UK drug giant GlaxoSmithKline has hooked up with privately-owned Anglo-German group Cellzome for a second time, in a deal potentially worth more than 500 million euros to the latter firm.

GSK has shelled out an initial 33 million euros for exclusive access to Cellzome’s proprietary Episphere technology, which is designed to discover novel drugs directed against targets involved in the regulation of epigenetics and immunoinflammatory diseases such as rheumatoid arthritis.

According to Cellzome, epigenetics – the study of changes in gene expression caused by factors other than alterations to the underlying DNA sequence - is an emerging field of research, which plays a key role in controlling immune cell differentiation and inflammatory gene expression during an excessive inflammatory response.

Both groups plan to work together with the technology to identify selective small-molecule drug candidates against targets from four different epigenetic target classes. After the candidates have been picked, however, GSK will take over responsibility for their preclinical and clinical development and commercialisation.

◆ **ENTRIES PROVIDED**:

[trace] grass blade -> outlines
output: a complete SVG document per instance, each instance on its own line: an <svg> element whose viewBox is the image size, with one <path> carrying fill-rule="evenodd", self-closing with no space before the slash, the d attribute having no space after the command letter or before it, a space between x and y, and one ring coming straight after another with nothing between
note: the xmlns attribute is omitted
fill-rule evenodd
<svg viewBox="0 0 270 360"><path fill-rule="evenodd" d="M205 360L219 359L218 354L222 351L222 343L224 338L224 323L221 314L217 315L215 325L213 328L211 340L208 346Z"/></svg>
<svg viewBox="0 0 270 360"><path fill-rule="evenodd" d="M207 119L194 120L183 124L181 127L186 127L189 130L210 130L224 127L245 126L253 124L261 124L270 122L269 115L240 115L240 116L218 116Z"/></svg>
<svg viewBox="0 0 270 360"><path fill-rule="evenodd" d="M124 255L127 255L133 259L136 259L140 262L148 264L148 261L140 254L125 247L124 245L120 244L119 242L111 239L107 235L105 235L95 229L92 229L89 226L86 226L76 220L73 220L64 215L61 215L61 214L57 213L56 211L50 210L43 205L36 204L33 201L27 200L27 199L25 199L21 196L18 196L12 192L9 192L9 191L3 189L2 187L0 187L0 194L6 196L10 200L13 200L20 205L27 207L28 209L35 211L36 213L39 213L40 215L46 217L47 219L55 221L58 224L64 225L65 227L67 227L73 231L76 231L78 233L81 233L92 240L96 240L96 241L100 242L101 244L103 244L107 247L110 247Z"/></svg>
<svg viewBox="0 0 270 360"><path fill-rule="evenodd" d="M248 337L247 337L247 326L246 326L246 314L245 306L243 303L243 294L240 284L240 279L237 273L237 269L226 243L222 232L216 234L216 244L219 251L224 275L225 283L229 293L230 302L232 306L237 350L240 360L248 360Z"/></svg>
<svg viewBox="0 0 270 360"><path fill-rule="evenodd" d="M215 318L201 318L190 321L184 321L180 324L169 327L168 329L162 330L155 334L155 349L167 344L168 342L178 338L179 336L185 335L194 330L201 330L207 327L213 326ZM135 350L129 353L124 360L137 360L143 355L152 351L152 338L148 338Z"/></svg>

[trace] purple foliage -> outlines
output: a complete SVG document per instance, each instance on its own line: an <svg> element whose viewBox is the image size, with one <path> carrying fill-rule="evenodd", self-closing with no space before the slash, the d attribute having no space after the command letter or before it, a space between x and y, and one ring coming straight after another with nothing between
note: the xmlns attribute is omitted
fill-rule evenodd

◆ **REQUIRED ACTION A**:
Return the passage of the article on the GSK–Cellzome deal from "UK drug giant" to "the latter firm.".
◆ **REQUIRED ACTION B**:
Answer these questions on the article on the GSK–Cellzome deal:
(i) What initial sum did GSK pay for access to the Episphere technology?
(ii) From how many epigenetic target classes will the two groups seek drug candidates?
(iii) Which company will handle preclinical and clinical development once candidates are chosen?
◆ **REQUIRED ACTION C**:
Extend the article on the GSK–Cellzome deal beyond its final sentence.
The items have no connection to the article on the GSK–Cellzome deal.

◆ **RESPONSE BOX A**:
UK drug giant GlaxoSmithKline has hooked up with privately-owned Anglo-German group Cellzome for a second time, in a deal potentially worth more than 500 million euros to the latter firm.

◆ **RESPONSE BOX B**:
(i) 33 million euros
(ii) Four
(iii) GSK

◆ **RESPONSE BOX C**:
In addition to the up-front fee, Cellzome also stands to receive milestone payments and tiered royalties for each programme, which could collectively reach more than 475 million euros if all are developed successfully, adding a significant revenue stream to the firm’s books.

“We are delighted to form another major alliance with GSK, using our leading technology and people to find transformative medicines in this exciting field of biology,” commented Tim Edwards, Chief Executive Officer of Cellzome. “Combining forces with GSK will accelerate the development of new anti-inflammatory drugs for the benefit of patients”, he said.

This is the second time the groups have hooked up, forming an alliance to discover, develop and market kinase-targeted therapeutics to treat inflammatory disease back in 2008 in a deal which could net Cellzome £840 million.